====== TEXT PROVIDED

The calcium hydroxide-based sorbent composition is intended to be exposed to temperature falling in the range of 2° C. to 50° C., preferably within the range 15° C. to 50° C. and/or relative humidity levels falling within the range of 10% to 95%, preferably 70 to 100%. To achieve this, the contactor(s) can be strategically located in areas with suitable weather conditions that provide optimal carbonatation. If the desired weathers conditions cannot be guaranteed in the available locations, air conditioning can be implemented to compensate for climatic variations and maintain the humidity and temperature within appropriate ranges, in particular with high relative humidity (70% to 100%) and/or low temperatures (5° to 15° C.). In cases where the DAC locations (usually driven by sequestration capacities) are unsuitable due to climate constraints, limited access to energy sources, the calcium hydroxide-based composition according to the present disclosure demonstrates surprising adaptability for CO₂ capture in air with low relative humidity and high temperature, making it efficient even in arid climates.

It should be emphasized that the calcium hydroxide-based composition according to the present disclosure also performs well for carbonation in a rich CO₂ atmosphere such as flue gas. The carbonation reaction is typically effective at high temperatures, ranging from 450° C. up to 600° C. This type of carbonation is commonly referred to as high-temperature carbonation, in contrast to the low/ambient temperature (e.g. 2° C. to 50° C.) carbonation encountered in CO₂ capture from air (also known as Direct Air Capture). The composition can also be used for example for flue gases at temperature higher than ambient but still moderate, for example above 100 or 120° C. Furthermore, when appropriate in the context, the term “air” used herein can be replaced by “CO₂ containing gas”, for example flue gas.

============
====== DATASET CONTENT

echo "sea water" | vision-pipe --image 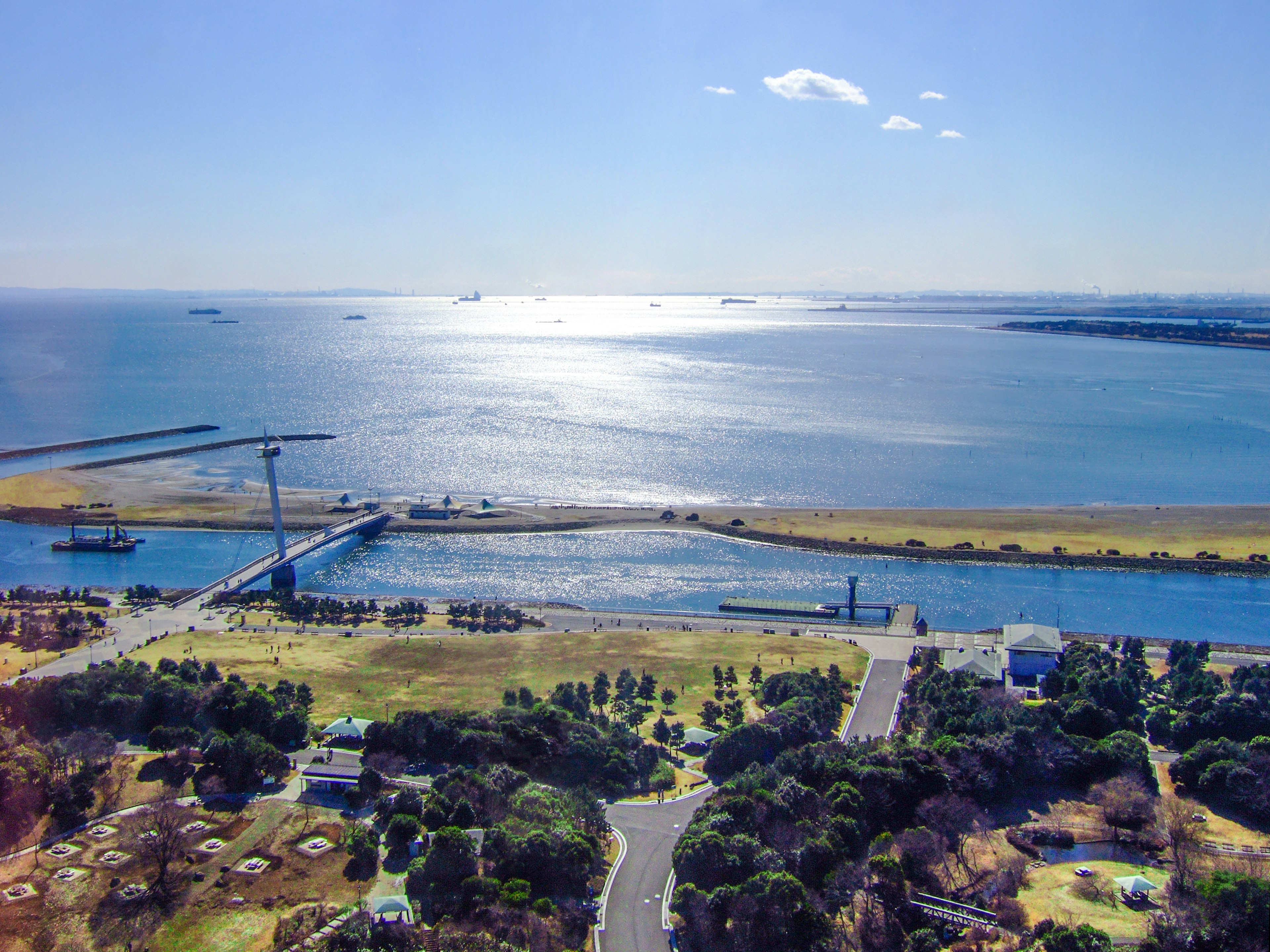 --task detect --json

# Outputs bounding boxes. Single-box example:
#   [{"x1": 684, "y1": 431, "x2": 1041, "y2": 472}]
[
  {"x1": 0, "y1": 522, "x2": 1270, "y2": 645},
  {"x1": 0, "y1": 296, "x2": 1270, "y2": 644},
  {"x1": 0, "y1": 296, "x2": 1270, "y2": 506}
]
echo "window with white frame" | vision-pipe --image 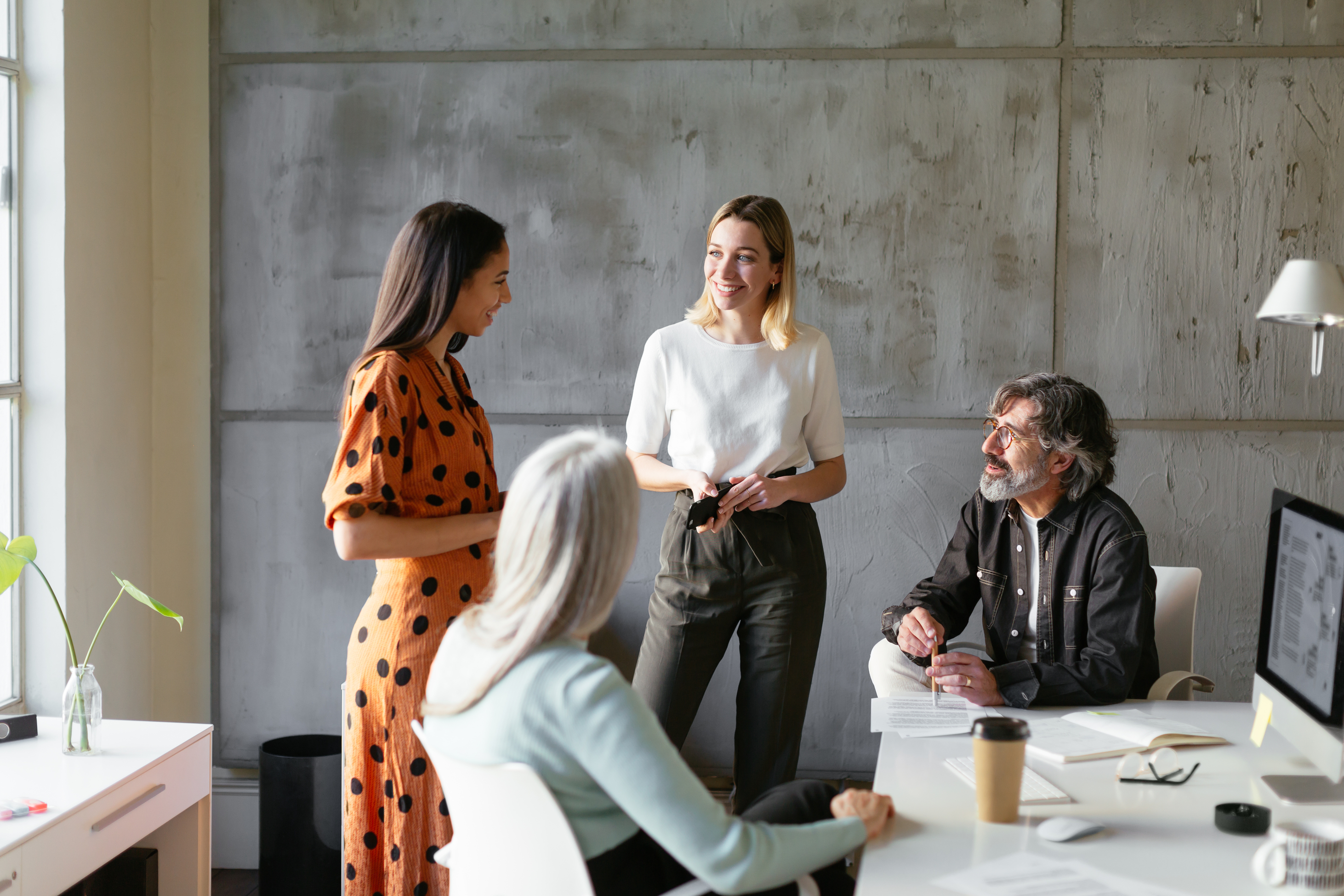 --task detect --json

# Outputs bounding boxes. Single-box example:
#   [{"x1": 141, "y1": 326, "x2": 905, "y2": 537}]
[{"x1": 0, "y1": 0, "x2": 23, "y2": 708}]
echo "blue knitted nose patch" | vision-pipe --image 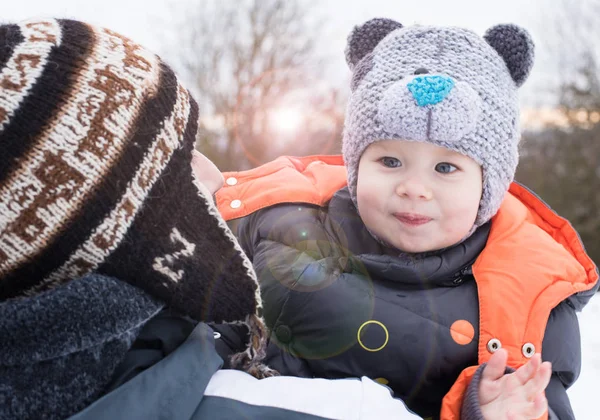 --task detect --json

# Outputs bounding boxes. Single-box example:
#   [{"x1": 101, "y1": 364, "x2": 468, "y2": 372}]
[{"x1": 407, "y1": 76, "x2": 454, "y2": 106}]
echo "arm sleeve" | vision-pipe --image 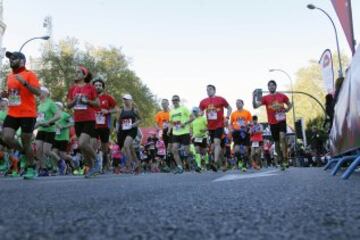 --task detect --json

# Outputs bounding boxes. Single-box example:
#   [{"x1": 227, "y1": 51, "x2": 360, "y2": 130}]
[{"x1": 28, "y1": 73, "x2": 40, "y2": 88}]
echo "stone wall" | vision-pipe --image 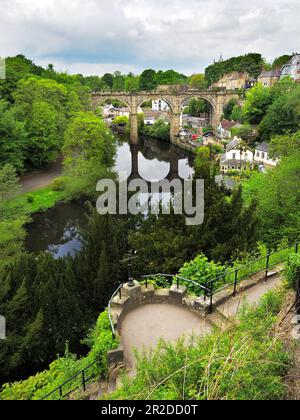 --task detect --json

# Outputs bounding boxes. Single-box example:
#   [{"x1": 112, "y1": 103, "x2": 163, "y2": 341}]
[{"x1": 108, "y1": 282, "x2": 209, "y2": 372}]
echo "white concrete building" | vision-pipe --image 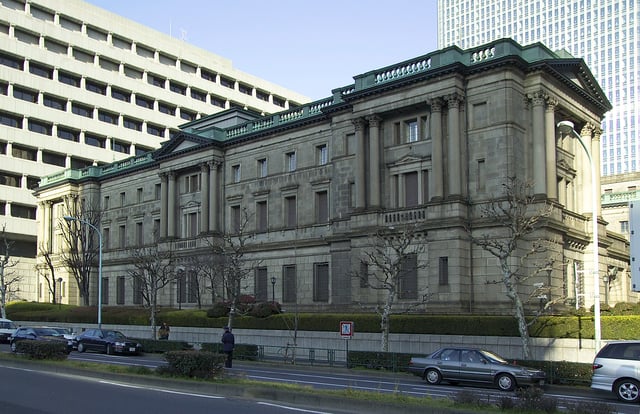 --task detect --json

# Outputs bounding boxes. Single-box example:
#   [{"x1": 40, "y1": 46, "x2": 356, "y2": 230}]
[{"x1": 0, "y1": 0, "x2": 310, "y2": 300}]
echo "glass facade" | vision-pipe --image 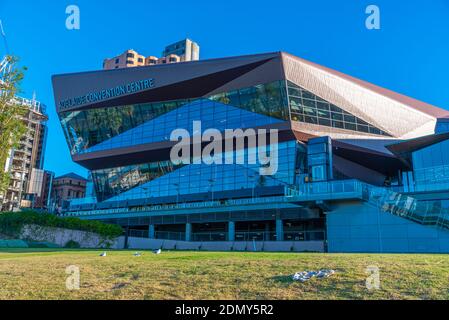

============

▶ **PROBLEMS AND TASKS**:
1. Reproduce word for word the part of the passage on the calcium hydroxide sorbent from "It should be" up to and including "example flue gas.".
2. Answer these questions using the passage on the calcium hydroxide sorbent:
(a) What temperature range is given for high-temperature carbonation?
(b) What relative humidity range is named for air conditioning to maintain when compensating for climatic variations?
(c) What term can replace "air" when appropriate in the context?

▶ **ANSWER SET**:
1.
It should be emphasized that the calcium hydroxide-based composition according to the present disclosure also performs well for carbonation in a rich CO₂ atmosphere such as flue gas. The carbonation reaction is typically effective at high temperatures, ranging from 450° C. up to 600° C. This type of carbonation is commonly referred to as high-temperature carbonation, in contrast to the low/ambient temperature (e.g. 2° C. to 50° C.) carbonation encountered in CO₂ capture from air (also known as Direct Air Capture). The composition can also be used for example for flue gases at temperature higher than ambient but still moderate, for example above 100 or 120° C. Furthermore, when appropriate in the context, the term “air” used herein can be replaced by “CO₂ containing gas”, for example flue gas.

2.
(a) 450° C. up to 600° C.
(b) 70% to 100%
(c) "CO₂ containing gas," for example flue gas